### Try it
Print all records exactly, leaving nothing out.

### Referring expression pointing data
○ ○ ○ ○ ○
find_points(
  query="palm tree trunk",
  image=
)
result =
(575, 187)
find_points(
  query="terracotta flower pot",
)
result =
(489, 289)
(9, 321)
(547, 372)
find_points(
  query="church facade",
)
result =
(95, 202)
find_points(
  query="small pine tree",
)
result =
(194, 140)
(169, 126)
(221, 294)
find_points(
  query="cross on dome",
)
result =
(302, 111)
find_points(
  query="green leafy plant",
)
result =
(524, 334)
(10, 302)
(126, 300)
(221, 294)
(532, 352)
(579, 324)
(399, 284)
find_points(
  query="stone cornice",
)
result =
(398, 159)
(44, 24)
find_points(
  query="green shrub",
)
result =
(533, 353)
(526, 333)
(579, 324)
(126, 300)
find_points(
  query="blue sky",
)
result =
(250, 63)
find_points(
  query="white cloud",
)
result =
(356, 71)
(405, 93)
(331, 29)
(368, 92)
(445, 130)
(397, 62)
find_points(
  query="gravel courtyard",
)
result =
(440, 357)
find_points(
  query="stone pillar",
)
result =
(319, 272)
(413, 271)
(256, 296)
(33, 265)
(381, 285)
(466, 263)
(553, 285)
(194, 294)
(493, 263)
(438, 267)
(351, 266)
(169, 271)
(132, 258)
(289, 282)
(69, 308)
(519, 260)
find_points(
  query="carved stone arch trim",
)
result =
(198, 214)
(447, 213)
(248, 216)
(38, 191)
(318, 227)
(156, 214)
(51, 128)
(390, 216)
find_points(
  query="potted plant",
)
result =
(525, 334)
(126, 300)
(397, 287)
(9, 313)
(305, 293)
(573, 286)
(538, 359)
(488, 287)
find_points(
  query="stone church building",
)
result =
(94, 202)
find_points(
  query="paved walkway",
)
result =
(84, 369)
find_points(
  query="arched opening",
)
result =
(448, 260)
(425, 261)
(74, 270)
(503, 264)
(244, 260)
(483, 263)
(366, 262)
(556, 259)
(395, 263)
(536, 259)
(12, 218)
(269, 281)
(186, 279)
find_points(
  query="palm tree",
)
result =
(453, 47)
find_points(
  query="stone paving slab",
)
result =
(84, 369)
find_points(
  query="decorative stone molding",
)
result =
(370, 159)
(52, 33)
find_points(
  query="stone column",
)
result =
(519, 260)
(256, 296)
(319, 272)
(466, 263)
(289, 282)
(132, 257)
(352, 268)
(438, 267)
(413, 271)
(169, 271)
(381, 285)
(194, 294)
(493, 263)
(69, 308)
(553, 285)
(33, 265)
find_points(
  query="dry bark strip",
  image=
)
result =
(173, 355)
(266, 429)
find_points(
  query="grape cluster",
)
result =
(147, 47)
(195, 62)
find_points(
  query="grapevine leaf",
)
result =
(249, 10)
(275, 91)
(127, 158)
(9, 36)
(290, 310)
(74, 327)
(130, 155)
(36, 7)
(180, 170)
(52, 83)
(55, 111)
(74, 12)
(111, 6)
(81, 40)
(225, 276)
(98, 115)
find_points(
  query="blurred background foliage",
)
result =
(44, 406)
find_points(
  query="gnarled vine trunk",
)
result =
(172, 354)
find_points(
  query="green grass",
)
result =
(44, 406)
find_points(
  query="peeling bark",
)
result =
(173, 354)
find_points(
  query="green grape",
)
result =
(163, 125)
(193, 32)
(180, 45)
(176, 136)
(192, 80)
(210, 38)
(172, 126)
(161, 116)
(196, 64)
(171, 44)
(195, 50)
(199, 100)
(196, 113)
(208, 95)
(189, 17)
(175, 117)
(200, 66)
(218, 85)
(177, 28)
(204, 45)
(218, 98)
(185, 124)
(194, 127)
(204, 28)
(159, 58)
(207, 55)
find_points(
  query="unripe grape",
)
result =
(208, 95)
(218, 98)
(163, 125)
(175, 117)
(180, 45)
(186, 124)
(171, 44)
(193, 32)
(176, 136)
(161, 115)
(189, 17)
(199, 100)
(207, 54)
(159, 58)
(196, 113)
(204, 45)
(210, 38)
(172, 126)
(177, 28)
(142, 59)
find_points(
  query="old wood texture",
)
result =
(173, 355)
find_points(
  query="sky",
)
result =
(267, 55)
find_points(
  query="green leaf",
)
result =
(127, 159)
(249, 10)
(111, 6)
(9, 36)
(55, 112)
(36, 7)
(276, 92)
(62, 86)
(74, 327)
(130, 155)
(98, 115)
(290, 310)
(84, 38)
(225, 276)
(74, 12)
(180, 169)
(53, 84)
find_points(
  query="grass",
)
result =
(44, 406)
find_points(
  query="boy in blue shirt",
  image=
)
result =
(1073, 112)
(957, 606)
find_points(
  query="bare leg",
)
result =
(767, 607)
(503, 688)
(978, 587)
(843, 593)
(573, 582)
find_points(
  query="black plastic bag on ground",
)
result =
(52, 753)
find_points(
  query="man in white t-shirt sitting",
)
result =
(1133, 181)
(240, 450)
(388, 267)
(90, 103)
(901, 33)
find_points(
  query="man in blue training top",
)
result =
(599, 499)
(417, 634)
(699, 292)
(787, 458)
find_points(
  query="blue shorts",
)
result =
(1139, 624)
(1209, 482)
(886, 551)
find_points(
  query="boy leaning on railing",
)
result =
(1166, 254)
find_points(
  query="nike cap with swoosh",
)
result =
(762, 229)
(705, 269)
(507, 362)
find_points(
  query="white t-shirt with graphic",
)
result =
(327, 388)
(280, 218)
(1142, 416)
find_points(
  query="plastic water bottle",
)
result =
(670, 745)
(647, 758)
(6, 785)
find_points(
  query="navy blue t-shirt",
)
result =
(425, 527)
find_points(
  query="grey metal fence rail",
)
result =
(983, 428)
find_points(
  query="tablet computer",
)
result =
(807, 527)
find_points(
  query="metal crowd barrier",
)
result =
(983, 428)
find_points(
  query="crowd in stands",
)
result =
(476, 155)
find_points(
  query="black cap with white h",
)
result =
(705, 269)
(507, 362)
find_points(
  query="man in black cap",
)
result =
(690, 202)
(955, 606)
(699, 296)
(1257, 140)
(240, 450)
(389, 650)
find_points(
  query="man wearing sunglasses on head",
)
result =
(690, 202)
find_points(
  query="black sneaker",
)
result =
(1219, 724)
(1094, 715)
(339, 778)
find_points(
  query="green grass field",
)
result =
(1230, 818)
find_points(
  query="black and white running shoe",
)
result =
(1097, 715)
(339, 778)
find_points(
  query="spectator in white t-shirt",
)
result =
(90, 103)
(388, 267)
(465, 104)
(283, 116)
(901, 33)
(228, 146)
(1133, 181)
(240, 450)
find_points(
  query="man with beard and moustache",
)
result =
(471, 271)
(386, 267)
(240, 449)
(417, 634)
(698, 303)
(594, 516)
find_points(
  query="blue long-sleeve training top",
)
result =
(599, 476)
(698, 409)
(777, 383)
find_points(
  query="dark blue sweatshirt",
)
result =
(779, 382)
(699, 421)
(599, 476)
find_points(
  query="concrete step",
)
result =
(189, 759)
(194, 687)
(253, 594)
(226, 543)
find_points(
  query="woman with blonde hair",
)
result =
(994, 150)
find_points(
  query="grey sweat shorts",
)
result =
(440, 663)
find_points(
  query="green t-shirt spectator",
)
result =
○ ○ ○ ○ ○
### Result of this exercise
find_points(
  query="palm tree trunk",
  image=
)
result =
(575, 187)
find_points(
  query="terracotta flower pot",
)
result =
(489, 289)
(9, 321)
(547, 372)
find_points(
  query="church facade",
)
result =
(95, 202)
find_points(
  query="small pine tree",
)
result =
(194, 140)
(169, 126)
(221, 294)
find_points(
  query="cross on dome",
)
result =
(302, 111)
find_points(
  query="green leafy plant",
)
result =
(524, 334)
(10, 302)
(126, 300)
(221, 294)
(532, 352)
(579, 324)
(399, 284)
find_points(
  query="stone cornice",
)
result =
(398, 159)
(44, 24)
find_points(
  query="green shrub",
)
result =
(533, 353)
(526, 333)
(579, 324)
(126, 300)
find_points(
  query="blue sky",
)
result =
(250, 63)
find_points(
  query="white cloud",
)
result =
(356, 71)
(405, 93)
(331, 29)
(368, 92)
(445, 130)
(397, 62)
find_points(
  query="gravel courtyard",
)
result =
(440, 357)
find_points(
  query="stone pillar",
)
result =
(319, 272)
(413, 271)
(256, 296)
(33, 265)
(381, 285)
(466, 263)
(553, 285)
(194, 294)
(493, 263)
(438, 267)
(351, 266)
(169, 271)
(132, 258)
(289, 282)
(69, 308)
(519, 260)
find_points(
  query="carved stone arch trim",
)
result =
(198, 214)
(447, 213)
(248, 216)
(38, 191)
(318, 227)
(156, 214)
(51, 128)
(390, 216)
find_points(
  query="potted plant",
)
result =
(525, 334)
(126, 300)
(397, 287)
(9, 313)
(305, 293)
(573, 286)
(538, 359)
(488, 287)
find_points(
  query="stone church building",
)
result =
(94, 202)
find_points(
  query="paved walkway",
)
result =
(84, 369)
find_points(
  query="arched opening",
)
result =
(448, 260)
(425, 261)
(74, 270)
(503, 264)
(244, 260)
(483, 263)
(366, 262)
(556, 259)
(395, 263)
(536, 259)
(12, 218)
(269, 281)
(186, 279)
find_points(
  query="palm tree",
)
result =
(453, 47)
find_points(
  query="stone paving slab",
)
result =
(84, 369)
find_points(
  query="decorative stone molding",
)
result =
(370, 159)
(52, 33)
find_points(
  query="stone column",
)
result =
(519, 260)
(256, 296)
(319, 272)
(466, 263)
(289, 282)
(132, 257)
(352, 268)
(438, 267)
(413, 271)
(169, 271)
(381, 285)
(194, 294)
(493, 263)
(69, 308)
(553, 285)
(33, 265)
find_points(
  query="dry bark strip",
  image=
)
result =
(173, 355)
(266, 429)
find_points(
  query="grape cluster",
)
result =
(147, 47)
(195, 62)
find_points(
  query="grapevine leaf",
)
result =
(249, 10)
(275, 91)
(127, 158)
(9, 36)
(290, 310)
(74, 327)
(130, 155)
(36, 7)
(180, 170)
(52, 83)
(55, 111)
(74, 12)
(111, 6)
(81, 40)
(225, 276)
(98, 115)
find_points(
  query="blurred background foliage",
)
result =
(44, 406)
find_points(
  query="gnarled vine trunk",
)
result =
(172, 354)
find_points(
  query="green grass",
)
result =
(44, 406)
find_points(
  query="peeling bark",
)
result =
(173, 354)
find_points(
  query="green grape",
)
result =
(163, 125)
(193, 32)
(180, 45)
(176, 136)
(192, 80)
(210, 38)
(172, 126)
(161, 116)
(196, 64)
(171, 44)
(195, 50)
(199, 100)
(196, 113)
(208, 95)
(189, 17)
(175, 117)
(200, 66)
(218, 85)
(177, 28)
(204, 45)
(218, 98)
(185, 124)
(194, 127)
(204, 28)
(159, 58)
(207, 55)
find_points(
  query="unripe grape",
)
result =
(208, 95)
(218, 98)
(163, 125)
(175, 117)
(180, 45)
(186, 124)
(171, 44)
(193, 32)
(176, 136)
(161, 115)
(189, 17)
(199, 100)
(207, 54)
(159, 58)
(196, 113)
(204, 45)
(210, 38)
(172, 126)
(177, 28)
(142, 59)
find_points(
  query="old wood texture",
)
result =
(173, 355)
find_points(
  query="sky",
)
result =
(267, 55)
find_points(
  query="green leaf",
)
result =
(127, 159)
(249, 10)
(111, 6)
(9, 36)
(55, 112)
(36, 7)
(276, 92)
(62, 86)
(74, 327)
(130, 155)
(98, 115)
(290, 310)
(84, 38)
(225, 276)
(74, 12)
(180, 169)
(53, 84)
find_points(
  query="grass",
)
result =
(44, 406)
find_points(
  query="boy in blue shirt",
  image=
)
result =
(1073, 112)
(957, 606)
find_points(
  query="bare leg",
)
result =
(767, 607)
(503, 688)
(978, 587)
(843, 593)
(573, 582)
find_points(
  query="black plastic bag on ground",
)
result =
(52, 753)
find_points(
  query="man in white t-shirt sitting",
)
result =
(1133, 181)
(240, 450)
(388, 267)
(90, 103)
(901, 33)
find_points(
  query="man in blue training top",
)
result =
(599, 499)
(417, 634)
(699, 292)
(787, 458)
find_points(
  query="blue shorts",
)
result =
(1139, 624)
(1209, 482)
(886, 551)
find_points(
  query="boy leaning on railing",
)
result =
(1166, 254)
find_points(
  query="nike cap with swoosh",
)
result =
(762, 229)
(705, 269)
(507, 362)
find_points(
  query="white t-shirt with graphic",
)
result =
(327, 388)
(280, 218)
(1142, 416)
find_points(
  query="plastic water bottle",
)
result =
(670, 745)
(647, 758)
(6, 785)
find_points(
  query="navy blue t-shirt",
)
result =
(425, 527)
find_points(
  query="grey metal fence rail",
)
result =
(983, 428)
find_points(
  query="tablet computer",
)
result =
(807, 527)
find_points(
  query="metal crowd barrier",
)
result =
(983, 428)
find_points(
  query="crowd in stands",
)
result =
(476, 155)
find_points(
  query="black cap with white h",
)
result =
(705, 269)
(507, 362)
find_points(
  query="man in black cap",
)
result =
(690, 202)
(955, 606)
(699, 296)
(1257, 140)
(240, 450)
(389, 650)
find_points(
  query="man wearing sunglasses on head",
)
result =
(690, 202)
find_points(
  query="black sneaker",
)
result =
(1219, 724)
(1094, 715)
(339, 778)
find_points(
  query="green grass field",
)
result =
(1230, 818)
find_points(
  query="black and white running shoe",
)
result =
(1097, 715)
(339, 778)
find_points(
  query="spectator in white t-shirt",
)
result =
(90, 103)
(388, 267)
(465, 104)
(283, 116)
(901, 33)
(228, 146)
(1133, 181)
(240, 450)
find_points(
  query="man with beard and moustache",
)
result =
(471, 271)
(386, 267)
(240, 449)
(417, 634)
(698, 303)
(594, 516)
find_points(
  query="blue long-sleeve training top",
)
result =
(599, 476)
(698, 409)
(777, 383)
find_points(
  query="dark blue sweatshirt",
)
result =
(779, 382)
(699, 421)
(599, 476)
find_points(
  query="concrete step",
)
result =
(189, 759)
(194, 687)
(253, 594)
(226, 543)
find_points(
  query="woman with blonde hair",
)
result =
(994, 150)
find_points(
  query="grey sweat shorts",
)
result =
(440, 663)
find_points(
  query="green t-shirt spectator",
)
result =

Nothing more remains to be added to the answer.